┌─ Belge Bölümü

Somut olaya gelince; davalı köyün 6360 sayılı Kanunun yukarıda belirtilen hükümleri gereğince tüzel kişiliği kaldırılarak mahalle olarak Geyve ilçesinin belediyesine katılması nedeniyle görülmekte olan davada taraf sıfatı kalmamıştır. Hal böyle olunca, mahkemece; 6360 sayılı Kanunun geçici 1. maddesinin onüçüncü fıkrası gereğince, davalı köyün bağlı bulunduğu İlçe Belediye Başkanlığı yanısıra Büyükşehir Belediye Başkanlığının davaya katılımları sağlanarak taraf teşkili oluşturulmalı, delilleri toplanmalı, ondan sonra davanın esası hakkında bir karar verilmelidir.

SONUÇ: Yukarıda açıklanan nedenlerle; davalılar Hazine ve Orman Yönetimi vekillerinin temyiz istemlerinin kabulü ile hükmün BOZULMASINA, bozma nedenine göre diğer temyiz itirazlarının bu aşamada incelenmesine yer olmadığına, oy birliğiyle karar verildi.


YARGITAY 21. HUKUK DAİRESİ Esas : 2016/7250 Karar : 2017/1703 Tarih : 6.03.2017

  • HMK 51. Madde

  • Dava Ehliyeti

Davacı, murisinin iş kazası sonucu ölümünden doğan maddi ve manevi tazminatın ödetilmesine karar verilmesini istemiştir.

Mahkeme bozmaya uyarak ilamında belirtildiği şekilde, isteğin kısmen kabulüne karar vermiştir.

Hükmün davalı vekili tarafından temyiz edilmesi üzerine temyiz isteğinin süresinde olduğu anlaşıldıktan ve Tetkik Hakimi … tarafından düzenlenen raporla dosyadaki kağıtlar okunduktan sonra işin gereği düşünüldü ve aşağıdaki karar tesbit edildi.

Dava 20.01.2006 tarihinde meydana gelen iş kazası sonucu vefat eden sigortalının hak sahiplerinin maddi ve manevi zararlarının giderilmesi istemine ilişkindir.

└─

Verilen Görevler:
1/ Karar metnindeki 2017/1703 sayılı kararda, davaya konu iş kazası hangi tarihte meydana gelmiştir?
2/ Karar metnini, gösterilen son cümleden sonra devam ettirin.

┌─ Veri Kümesi Alıntısı

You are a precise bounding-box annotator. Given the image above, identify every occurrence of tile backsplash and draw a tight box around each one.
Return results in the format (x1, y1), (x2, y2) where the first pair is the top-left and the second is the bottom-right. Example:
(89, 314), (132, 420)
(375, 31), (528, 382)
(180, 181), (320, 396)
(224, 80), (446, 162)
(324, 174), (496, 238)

└─

Problemlerin Yanıtları:
1/ 20.01.2006 tarihinde.

2/
Mahkemece; davanın reddine dair verilen ilk karar Dairemizin 29.11.2010 tarih ve 2009/12246 E, 2010/11687 K sayılı kararı ile; 24.04.2007 günlü bilirkişi raporunda işçinin %100 oranında kusurlu olduğu belirtilmiş ise de bu raporun olaya ve oluşa uygun olmadığı, bu nedenle işçi sağlığı ve iş güvenliği konularında uzman bilirkişilere konuyu yeniden açıklandığı biçimde ve aracın nitelikleri ile olayın oluşumundaki tüm etkenler ayrıntılı şekilde inceletilerek alınacak kusur raporu ile dosyadaki bilgi ve belgelerle birlikte değerlendirilerek sonuca göre karar verilmesi gerektiği belirtilerek bozulmuş, bozma kararına uyan mahkemece son olarak davanın kabulüne karar verilmiştir.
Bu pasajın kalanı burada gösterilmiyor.